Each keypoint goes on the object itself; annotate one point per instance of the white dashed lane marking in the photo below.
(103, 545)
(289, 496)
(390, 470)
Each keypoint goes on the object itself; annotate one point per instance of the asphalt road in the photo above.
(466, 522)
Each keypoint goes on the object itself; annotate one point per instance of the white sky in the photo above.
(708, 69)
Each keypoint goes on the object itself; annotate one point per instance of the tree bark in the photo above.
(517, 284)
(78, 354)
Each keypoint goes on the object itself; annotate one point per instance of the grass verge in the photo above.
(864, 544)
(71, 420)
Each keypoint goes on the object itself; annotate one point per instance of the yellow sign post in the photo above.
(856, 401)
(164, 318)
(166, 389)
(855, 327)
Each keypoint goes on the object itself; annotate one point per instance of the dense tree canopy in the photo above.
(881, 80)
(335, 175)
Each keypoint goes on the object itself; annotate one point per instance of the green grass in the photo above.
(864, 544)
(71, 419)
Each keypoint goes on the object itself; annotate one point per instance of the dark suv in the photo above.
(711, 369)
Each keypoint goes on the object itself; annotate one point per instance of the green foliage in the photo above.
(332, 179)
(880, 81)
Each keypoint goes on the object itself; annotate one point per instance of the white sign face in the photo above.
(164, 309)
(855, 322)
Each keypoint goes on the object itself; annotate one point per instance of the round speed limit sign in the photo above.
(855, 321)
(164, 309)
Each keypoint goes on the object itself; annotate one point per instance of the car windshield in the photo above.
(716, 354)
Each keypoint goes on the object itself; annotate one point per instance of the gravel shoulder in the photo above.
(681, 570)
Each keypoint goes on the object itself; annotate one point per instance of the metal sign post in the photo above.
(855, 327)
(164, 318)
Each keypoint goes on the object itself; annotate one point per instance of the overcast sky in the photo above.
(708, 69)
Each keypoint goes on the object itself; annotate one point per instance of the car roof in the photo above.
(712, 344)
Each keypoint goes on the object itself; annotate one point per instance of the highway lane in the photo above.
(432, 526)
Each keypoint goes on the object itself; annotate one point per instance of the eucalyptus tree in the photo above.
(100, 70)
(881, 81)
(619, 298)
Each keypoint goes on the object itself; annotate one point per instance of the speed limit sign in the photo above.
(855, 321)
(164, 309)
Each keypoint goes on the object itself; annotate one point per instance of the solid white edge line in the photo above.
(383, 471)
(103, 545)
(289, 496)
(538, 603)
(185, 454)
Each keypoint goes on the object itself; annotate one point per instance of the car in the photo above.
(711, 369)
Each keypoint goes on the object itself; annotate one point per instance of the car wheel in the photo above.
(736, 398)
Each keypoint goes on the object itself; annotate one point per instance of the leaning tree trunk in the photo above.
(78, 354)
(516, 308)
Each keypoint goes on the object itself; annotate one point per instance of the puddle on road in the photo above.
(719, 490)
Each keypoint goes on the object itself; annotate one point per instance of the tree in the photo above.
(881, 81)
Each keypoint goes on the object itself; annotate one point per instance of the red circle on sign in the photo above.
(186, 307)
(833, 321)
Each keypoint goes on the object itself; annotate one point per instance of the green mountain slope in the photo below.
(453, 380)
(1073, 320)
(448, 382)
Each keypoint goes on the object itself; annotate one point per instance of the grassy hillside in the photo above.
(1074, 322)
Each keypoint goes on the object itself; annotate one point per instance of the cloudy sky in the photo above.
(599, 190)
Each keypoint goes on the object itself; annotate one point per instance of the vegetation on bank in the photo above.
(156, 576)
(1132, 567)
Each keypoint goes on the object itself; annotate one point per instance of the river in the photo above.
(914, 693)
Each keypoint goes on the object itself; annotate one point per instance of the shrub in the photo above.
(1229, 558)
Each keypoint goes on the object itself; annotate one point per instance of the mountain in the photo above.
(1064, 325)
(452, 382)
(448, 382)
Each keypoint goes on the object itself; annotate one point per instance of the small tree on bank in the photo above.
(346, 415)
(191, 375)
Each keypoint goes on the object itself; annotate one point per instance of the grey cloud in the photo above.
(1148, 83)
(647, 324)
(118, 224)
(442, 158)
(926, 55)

» WHAT NEEDS TO BE DONE
Repeat every line of the material exactly.

» SOLUTION TO THIS TASK
Each keypoint goes on the object itself; annotate one point per instance of the white dashed lane marking in the photo below.
(103, 545)
(289, 496)
(390, 470)
Each keypoint goes on the object itself; annotate one point per instance of the asphalt road in the photo above.
(466, 522)
Each keypoint goes on the object itself; annotate one point per instance of the white sky in the photo above.
(708, 69)
Each keypoint goes on the object itself; annotate one point per instance of the tree bark in the photo above.
(517, 284)
(78, 354)
Each keypoint goes on the object itself; annotate one point per instance of the grass verge in the photo above.
(864, 544)
(71, 420)
Each keypoint goes on the object itself; annotate one point per instance of the yellow sign post in the photo above.
(856, 401)
(164, 318)
(166, 389)
(855, 327)
Each keypoint goes on the object itself; annotate one point per instance of the dense tree canopy in the photo above.
(881, 80)
(335, 175)
Each keypoint goes on the object itself; annotate one point per instance of the green grass in the photo above.
(864, 544)
(71, 419)
Each keypoint goes on the object itself; annotate one point per instance of the dark suv in the photo above.
(711, 369)
Each keypoint goes on the object itself; annotate one point per instance of the green foliage in the photo above.
(332, 179)
(880, 81)
Each keypoint goes on the object itself; annotate one point per instance of the white sign face in the photo above.
(164, 309)
(855, 322)
Each keypoint goes on the object itself; annotate one point per instance of the round speed limit sign in the photo above.
(855, 321)
(164, 309)
Each keypoint goes on the object itself; annotate one point per instance of the car windshield in the photo above.
(716, 354)
Each keypoint goes on the object itself; annotate one point per instance of the gravel shoulder in the photo above.
(681, 570)
Each keypoint goes on the object itself; annotate one point per instance of the metal sign post in the photo above.
(855, 327)
(164, 318)
Each keypoint goes on the object itself; annotate one point per instance of the overcast sky in the photo above.
(708, 69)
Each keypoint goes on the object itself; annotate one point per instance of the car roof in the photo above.
(712, 344)
Each keypoint goes on the object itself; annotate one point per instance of the highway lane in the photo above.
(432, 526)
Each keypoint goes on the object itself; annotate one point per instance of the eucalyptus tree in the photo above.
(100, 70)
(881, 81)
(619, 298)
Each keypoint goes on the object itself; annotate one point per instance of the speed limit sign in the photo above.
(855, 321)
(164, 309)
Each keypoint goes on the object itself; annotate one point per instance of the solid white edge line in the photo above.
(383, 471)
(103, 545)
(289, 496)
(538, 603)
(185, 454)
Each keypoint goes on the object itself; annotate one point per instance of the car in the photo above.
(711, 369)
Each keypoint goes on the object itself; annotate one point per instance of the car wheel in the photo above.
(736, 398)
Each keypoint goes on the object itself; annotate one point per instance of the leaning tree trunk in the photo above.
(78, 354)
(516, 308)
Each keypoint goes on the object itself; annotate one point per instance of the puddle on road in the photo above.
(719, 490)
Each keypoint goes on the object itself; annotate one point per instance of the tree in the photo above.
(881, 81)
Each keypoint goes on the object itself; annotate one point per instance of the red circle on sign in the photo above.
(186, 307)
(833, 321)
Each keypoint goes on the object itself; annotate one point per instance of the green mountain slope in the photo below.
(453, 380)
(1073, 320)
(448, 382)
Each keypoint goes on the object itself; annotate one point per instance of the grassy hillside in the photo above.
(1074, 322)
Each keypoint goes on the object itself; annotate one point per instance of the cloudy sky in the photo above.
(599, 190)
Each keypoint goes on the object itself; annotate one point per instance of the vegetation on bank in the photo above.
(156, 576)
(1132, 567)
Each keypoint goes on the object itself; annotate one point per instance of the river in the photo above.
(914, 693)
Each keypoint goes on the object itself; annotate one point per instance of the shrub in the photo above.
(1229, 558)
Each keypoint goes on the object itself; annotate one point per instance of the mountain in the photo above.
(1064, 325)
(452, 382)
(448, 382)
Each keypoint goes on the object itself; annotate one point per instance of the small tree on bank in the photo above.
(346, 415)
(191, 375)
Each keypoint goes on the object itself; annotate one point per instance of the grey cloud in the photo above.
(1148, 83)
(647, 324)
(118, 224)
(442, 158)
(926, 55)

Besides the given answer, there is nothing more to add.